Carry on the forum thread about the rail truck, starting right after its last sentence.

**TEXT PROVIDED**
* START *

# Rail Truck??



## GnTRailroad (Apr 3, 2009)

I bought this rail truck! Seller said it was LGB but it has no markings have also tried to google it to find out more about it. Anyone else have one? Or know something about it? Runs great!

http://cgi.ebay.com/ws/eBayISAPI.dl...0628100844

Thanks,
George


----------



## Larry Green (Jan 2, 2008)

The ebay link will not come up, so I can't see it. But, try googling Delton--they made a nice 4-wheel railtruck about 20/25 years ago. 

Larry


----------



## Greg Elmassian (Jan 3, 2008)

You can try the link, and see the item number 170628100844 

go to ebay and enter the item number and you will see it... I've never seen that as an LGB item... most people selling LGB give the LGB part number. My guess is an LGB motor brick inside a truck. 

Greg


----------



## krs (Feb 29, 2008)

Very nice rail truck but there is nothing even remotely "LGB" on it.
Not the truck and also not the motor block or any other part of that truck.

The closest thing to that truck that LGB made is this:











On the LGB motor block both axles are inside the block and there is a molded LGB logo at the bottom of the motor block housing.

* END *

[Point annotation records]
* START *

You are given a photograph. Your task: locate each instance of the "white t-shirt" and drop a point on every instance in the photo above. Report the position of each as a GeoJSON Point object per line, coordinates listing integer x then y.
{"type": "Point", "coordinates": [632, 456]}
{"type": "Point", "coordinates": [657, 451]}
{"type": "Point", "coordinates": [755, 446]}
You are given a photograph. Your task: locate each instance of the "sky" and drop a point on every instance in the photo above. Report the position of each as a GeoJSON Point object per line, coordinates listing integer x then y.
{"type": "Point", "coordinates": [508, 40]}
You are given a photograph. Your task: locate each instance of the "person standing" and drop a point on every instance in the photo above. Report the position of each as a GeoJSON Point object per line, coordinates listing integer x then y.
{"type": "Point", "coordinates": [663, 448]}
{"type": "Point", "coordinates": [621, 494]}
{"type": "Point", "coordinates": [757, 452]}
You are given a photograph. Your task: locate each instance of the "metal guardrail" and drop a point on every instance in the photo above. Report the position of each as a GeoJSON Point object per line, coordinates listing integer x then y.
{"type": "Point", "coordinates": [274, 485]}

* END *

**TASK RESPONSE**
Knut


----------



## East Broad Top (Dec 29, 2007)

Delton, pretty sure of it. 

Later, 

K


----------



## Greg Elmassian (Jan 3, 2008)

The pictures on ebay show no sliders (LGB has them) and the front axle free wheeling (the LGB has both axles powered). 

Regards, Greg


----------



## East Broad Top (Dec 29, 2007)

Definitely Delton: 

http://www.mylargescale.com/Community/Forums/tabid/56/aff/4/aft/112424/afv/topic/Default.aspx 

Later, 

K


----------



## GnTRailroad (Apr 3, 2009)

Thanks for the info I agree with K must be Delton after more research! I did not think it was LGB as Greg said it has no sliders! It is a small truck 1:32 I believe!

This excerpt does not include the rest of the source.